Written task 1:
Count how many lines of the records below contain the string "hood", treating case as significant. Reply with the number alone.

Document segment:
════════════════

Plaintiffs argue that summary judgment was improper because a genuine question of material fact existed as to when the returns were filed. Under Fed.R.Civ.P. 56(c), summary judgment is appropriate if:
the pleadings, depositions, answers to interrogatories, and admissions on file, together with the affidavits, if any, show that there is no genuine issue as to any material fact and that the moving party is entitled to summary judgment as a matter of law....
In responding to a properly supported summary judgment motion, the burden is on the non-moving party to "set forth specific facts showing that there is a genuine issue for trial." Fed.R.Civ.P. 56(e). "[T]he mere existence of some alleged factual dispute between the parties will not defeat an otherwise properly supported motion for summary judgment; the requirement is that there be no genuine dispute as to any material fact." Anderson v. Liberty Lobby, Inc., 477 U.S. 242, 247-48 (1986) (emphasis in original).3 Viewing the evidence "in the light most favorable to the opposing party," Adickes v. S.H. Kress Co., 398 U.S. 144, 157 (1970), summary judgment should be entered if the evidence is such that a reasonable fact-finder could not find for the non-moving party. See, e.g., Celotex Corp. v. Catrett, 477 U.S. 317, 322-24 (1986); Street v. J.C. Bradford & Co., 886 F.2d 1472, 1478-80 (6th Cir.1989).

════════════════

Written task 2:
Continue the passage on the summary judgment standard from the point where it stops.

════════════════

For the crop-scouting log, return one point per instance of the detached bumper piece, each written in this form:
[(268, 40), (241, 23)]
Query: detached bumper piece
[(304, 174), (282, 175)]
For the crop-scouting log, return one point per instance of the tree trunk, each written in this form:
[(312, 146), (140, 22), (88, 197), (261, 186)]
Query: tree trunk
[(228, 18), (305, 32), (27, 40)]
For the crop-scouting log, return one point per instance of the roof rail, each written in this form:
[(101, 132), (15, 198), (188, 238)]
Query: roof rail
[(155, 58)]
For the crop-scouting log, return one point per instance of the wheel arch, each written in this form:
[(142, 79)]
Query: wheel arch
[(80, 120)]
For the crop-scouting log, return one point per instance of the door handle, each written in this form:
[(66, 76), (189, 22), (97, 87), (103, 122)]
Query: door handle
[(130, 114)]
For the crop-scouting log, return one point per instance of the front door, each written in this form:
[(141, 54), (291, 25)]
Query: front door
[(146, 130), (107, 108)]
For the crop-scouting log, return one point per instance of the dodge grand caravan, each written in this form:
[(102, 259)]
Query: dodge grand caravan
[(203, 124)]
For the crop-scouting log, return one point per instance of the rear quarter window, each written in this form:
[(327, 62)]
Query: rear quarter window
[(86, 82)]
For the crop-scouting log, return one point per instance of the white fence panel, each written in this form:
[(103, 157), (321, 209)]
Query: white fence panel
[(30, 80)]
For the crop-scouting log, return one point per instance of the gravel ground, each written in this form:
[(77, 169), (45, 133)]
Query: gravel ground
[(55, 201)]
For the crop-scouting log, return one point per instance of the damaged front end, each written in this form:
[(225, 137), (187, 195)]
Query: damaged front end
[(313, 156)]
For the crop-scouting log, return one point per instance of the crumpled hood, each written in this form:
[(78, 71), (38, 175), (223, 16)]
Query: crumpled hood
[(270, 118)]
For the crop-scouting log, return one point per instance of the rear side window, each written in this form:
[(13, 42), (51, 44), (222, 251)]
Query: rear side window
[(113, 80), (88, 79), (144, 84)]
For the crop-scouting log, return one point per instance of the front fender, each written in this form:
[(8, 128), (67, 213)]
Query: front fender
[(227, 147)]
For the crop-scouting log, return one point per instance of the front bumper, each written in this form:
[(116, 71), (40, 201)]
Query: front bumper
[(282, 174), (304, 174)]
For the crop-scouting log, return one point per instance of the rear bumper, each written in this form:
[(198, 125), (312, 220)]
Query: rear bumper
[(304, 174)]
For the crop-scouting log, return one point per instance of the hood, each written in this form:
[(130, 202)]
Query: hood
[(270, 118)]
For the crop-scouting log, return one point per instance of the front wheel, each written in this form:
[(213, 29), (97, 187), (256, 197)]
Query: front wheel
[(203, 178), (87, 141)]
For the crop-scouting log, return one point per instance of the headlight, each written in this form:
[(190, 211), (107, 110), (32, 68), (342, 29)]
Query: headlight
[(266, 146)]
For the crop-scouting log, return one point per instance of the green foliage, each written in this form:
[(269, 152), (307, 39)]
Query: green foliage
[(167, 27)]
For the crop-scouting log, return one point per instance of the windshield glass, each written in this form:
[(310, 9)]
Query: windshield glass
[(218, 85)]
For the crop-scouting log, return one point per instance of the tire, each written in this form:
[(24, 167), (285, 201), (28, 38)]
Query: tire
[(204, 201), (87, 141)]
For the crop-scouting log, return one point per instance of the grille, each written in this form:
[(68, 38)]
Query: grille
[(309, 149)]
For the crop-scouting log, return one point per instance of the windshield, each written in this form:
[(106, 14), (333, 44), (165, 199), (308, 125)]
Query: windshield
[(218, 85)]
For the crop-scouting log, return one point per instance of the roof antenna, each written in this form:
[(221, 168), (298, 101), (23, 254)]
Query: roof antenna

════════════════

Written answer 1:
4

Written answer 2:
In response to the motion for summary judgment, plaintiffs submitted affidavits from Ronald Schentur, Jo Ann Schentur and Ronald Schentur's secretary, Judith Metzler. The Schenturs both stated that the returns for 1981 through 1984 were mailed before April 15, 1985, April 15, 1986, April 15, 1987, and April 15, 1988, respectively. In addition, Metzler stated that she personally delivered tax documents for 1983 to plaintiffs' accountant, Barry Siegel, for preparation before April 15, 1987, and that Siegel later told her that he had timely filed the return for 1983. Plaintiffs also submitted an affidavit from Siegel. Plaintiffs stated that they intended to offer this affidavit at the motion hearing, but the district court granted the motion for summary judgment without oral argument. In his affidavit, Siegel states that he prepared each of the returns at issue, and that each was ready for filing within three years of its original due date. In addition, he states that he filed the 1983 return himself before April 15, 1987.
Plaintiffs also submitted information that during the mid-1980s, the IRS was having problems with the processing and destruction of taxpayers' returns and correspondence at some of its service centers. Plaintiffs supported this claim with a list of newspaper and magazine articles and congressional hearings.
In granting summary judgment for defendant, the district court found that while the actual dates that plaintiffs filed their tax returns were facts material to the outcome of this case, they were not genuinely in issue. The court reasoned that plaintiffs' own averments were insufficient to create an issue for trial, noting that they did not use registered or certified mail, which would have provided a date-stamp for proof.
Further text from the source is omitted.